◆ WHAT YOU SHOULD DO: Reproduce the records from the line containing "the sod roll" through the line containing "Query: sod roll", substituting "dot" for "marker" and leaving everything else unchanged. Omit the pictures from your reproduction.

◆ SUPPLIED DATA:
* Start *
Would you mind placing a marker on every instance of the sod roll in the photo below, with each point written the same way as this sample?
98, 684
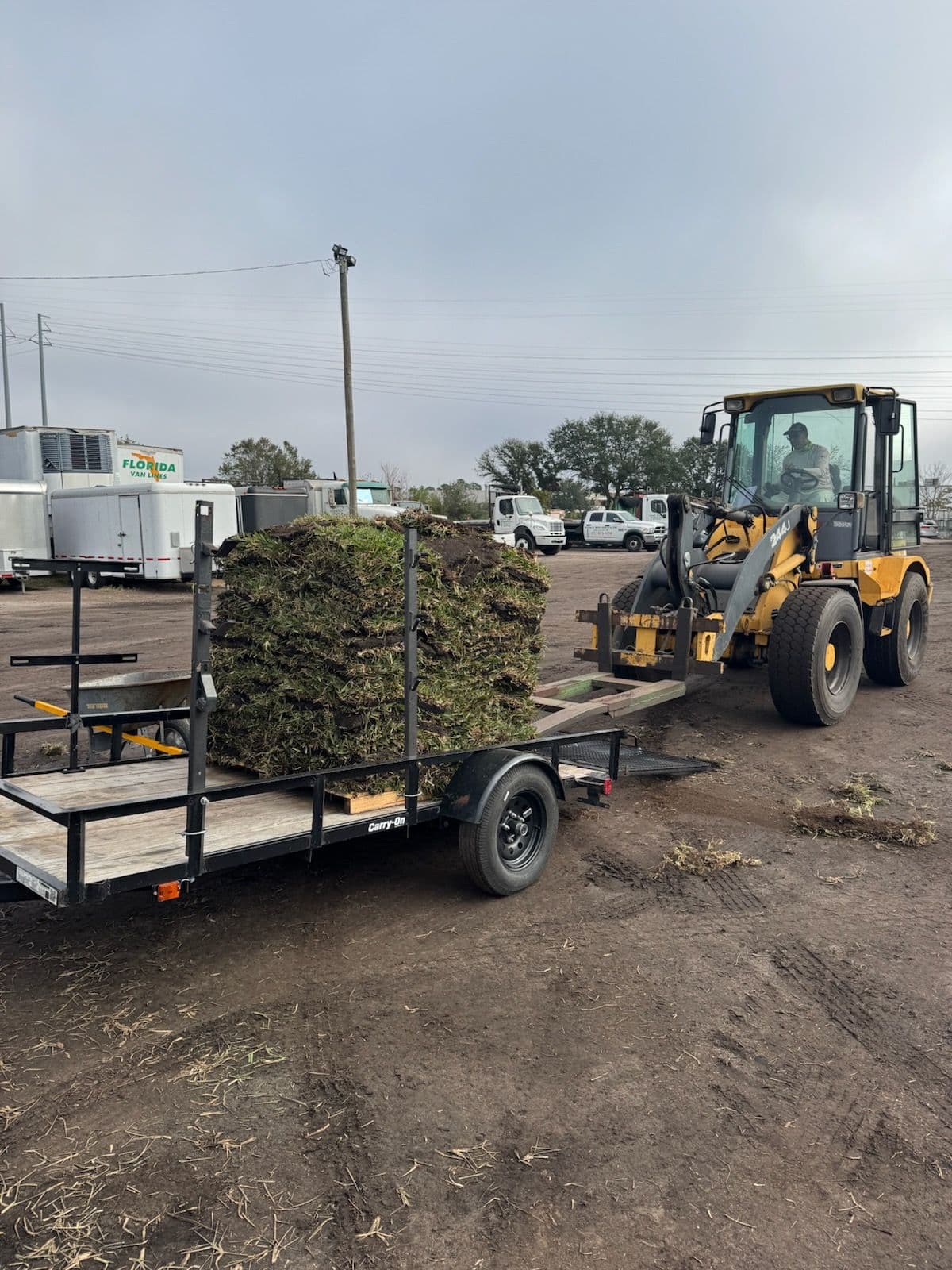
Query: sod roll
* End *
* Start *
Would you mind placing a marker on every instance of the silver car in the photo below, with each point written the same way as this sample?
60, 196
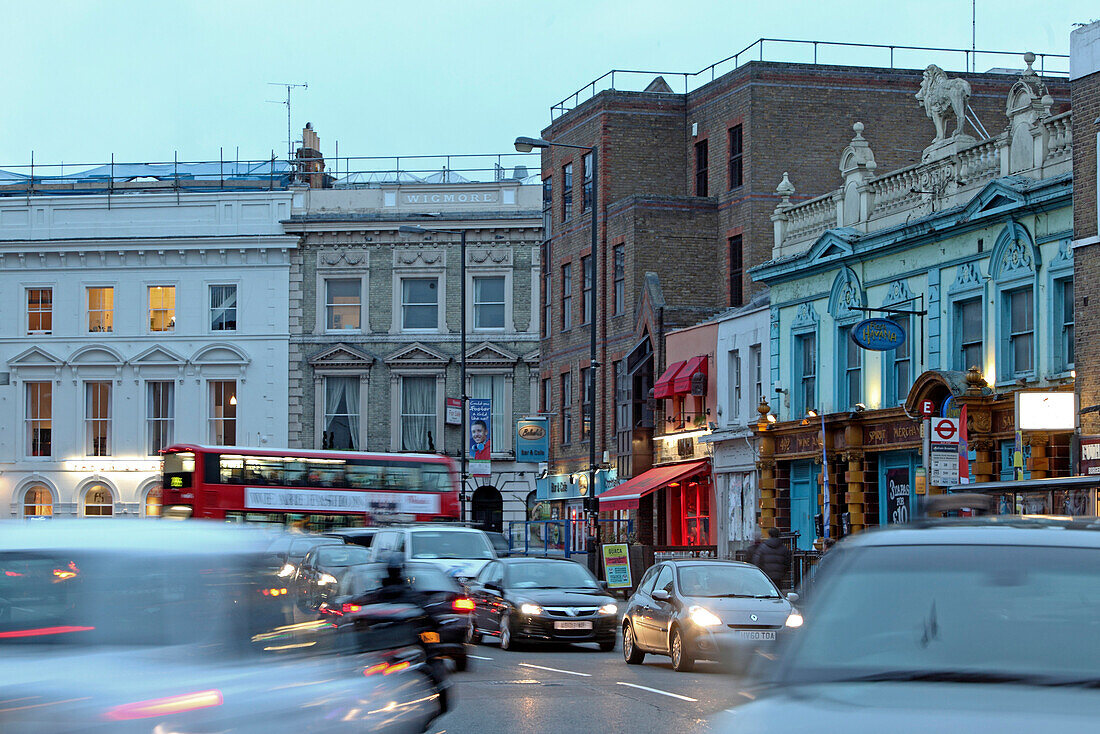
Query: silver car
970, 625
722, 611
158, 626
* End *
◆ WRITTEN RESPONSE:
Would you mind placing a dot on every instance of the sod roll in the photo below, with each point written the same way as this sample?
98, 684
Query: sod roll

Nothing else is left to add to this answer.